Excerpts of bounding box data:
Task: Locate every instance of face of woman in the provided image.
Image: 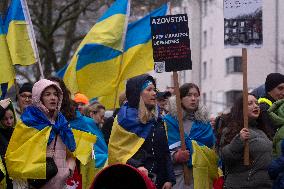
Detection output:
[181,87,200,111]
[42,86,59,112]
[248,95,260,119]
[141,84,157,106]
[1,110,15,127]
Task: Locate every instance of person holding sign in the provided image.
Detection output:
[108,74,175,189]
[217,94,272,189]
[165,83,218,189]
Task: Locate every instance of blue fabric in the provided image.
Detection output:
[70,111,108,168]
[76,44,122,71]
[164,114,215,167]
[4,0,25,33]
[21,106,76,152]
[141,80,154,92]
[98,0,128,22]
[0,83,8,100]
[117,103,154,139]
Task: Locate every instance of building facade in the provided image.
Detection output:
[154,0,284,115]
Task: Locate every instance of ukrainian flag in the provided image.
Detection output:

_Given exercise_. Transcribe every line of the listing above word for word, leaving out the picture.

_Answer to this problem_.
Task: Locate every instance of face of woman in the provided image.
Image: 
Detection output:
[181,87,200,111]
[42,86,59,112]
[248,95,260,119]
[141,84,157,106]
[1,110,15,127]
Task: Locate every instance of person holding sign in the provided image.
Detection output:
[108,74,175,189]
[217,94,272,189]
[165,83,218,189]
Task: Locate every instance of blue fabric in the provided image.
Detection output:
[70,111,108,168]
[76,44,122,71]
[164,114,215,167]
[4,0,25,33]
[21,106,76,152]
[141,80,154,92]
[98,0,128,22]
[0,83,8,100]
[117,103,154,139]
Task: Locate every instance of building facade in the provided image.
Detection output:
[154,0,284,115]
Task: Locate every instance of ukrainian flag in the provided image.
Detection output:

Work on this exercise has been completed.